→ **Selected text**
▼
Now, of course, thanks to the modern Miracle at Manopello we have a deeper understanding of the Resurrection and its effects on the first Christians. Interesting that in the course of writing a one thousand page book published in 2009, Mr. MacCulloch did not uncover the Volto Santo.
As we seek the true Christ, Orthodoxy promises a timeless lineage. “Like untrained gardeners going into an overgrown garden, successors to the Reformers hacked about with machetes, slashing unknowingly through material that had been affirmed for the first thousand years: the sacraments, the honoring of Mary, the eucharistic Real Presence. Protestants were trying to rediscover the ancient Church, but instead they created a dancing array of sorcerer’s apprentice brooms, all trying to sweep one another clean.” FACING EAST A Pilgrims Journey into the Mysteries of Orthodoxy, by Frederica Mathewes-Green.
Jesus – The Routes
The roots of Christ, no doubt, extended wide in the world of the ancients.
“For uncounted millenniums, India has been the Spiritual light land of the earth. It is in India that the divine soul-science of yoga–union with God through direct personal communion with Him–has been preserved. That is why Jesus went to India as a youth, and why he returned to India and conferred with Babaji for the spiritual evolution of the world.” Paramahansa Yogananda The Second Coming of Christ.
There has been no higher spiritual authority in the last one hundred years than Yogananda. Yet, a mysterious unknown visionary agrees with Yoganada and lends his own inestimable voice to his.
Levi Dowling (1844-1911) began preaching at the age of sixteen. He served as a chaplain in the Union Army during the Civil War. For forty years he meditated on the Akashic Records and presented his visions from the life of Jesus in a remarkable book, The Acquarian Gospel of Christ.
▲
→ **Given information**
▼
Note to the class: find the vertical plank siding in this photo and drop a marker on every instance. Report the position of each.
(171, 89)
▲
→ **Stated exercise**
Continue the passage on Jesus's spiritual roots, beginning after its final sentence.

→ **Exercise response**
His vision of Jesus’ journey to the Himalayas closely parallels the discoveries made by the Russian scholar Nicolai Notavitch at Hemis monastery in Ladakh in 1887. Jesus Lived in India by Holger Kersten covers much of the elements, while also wandering into the bulrushes with frivolous claims that Jesus survived the crucifixion. The fact remains that Jesus died on the cross. Then three days later he appeared to Mary Magdalene. Now his resurrected face on the Manopello cloth will revolutionize our world.
The Words of Christ
“Christ unveils the meaning of the Old Testament.” Drawing by Thomas Merton. Used with permission of the Merton Legacy Trust and the Thomas Merton Center at Bellarmine University.”
In the beginning was the Word, and the Word was with God. John 1:1
A wonderful blessing of living in this age of communication is the ever evolving sphere of light being shed on what Jesus said and how it reflects what he meant.
It is simply not possible to understand the message of Jesus without reading The Hidden Gospel: Decoding the Spiritual Message of the Aramaic Jesus by Neil Douglas-Klotz.
If we begin to understand holiness as the creation of space, we can reevaluate what is really holy in our lives.
To become holy in an Aramaic sense then means to create separate space for whatever becomes the pivot of our lives, the axis on which our world turns.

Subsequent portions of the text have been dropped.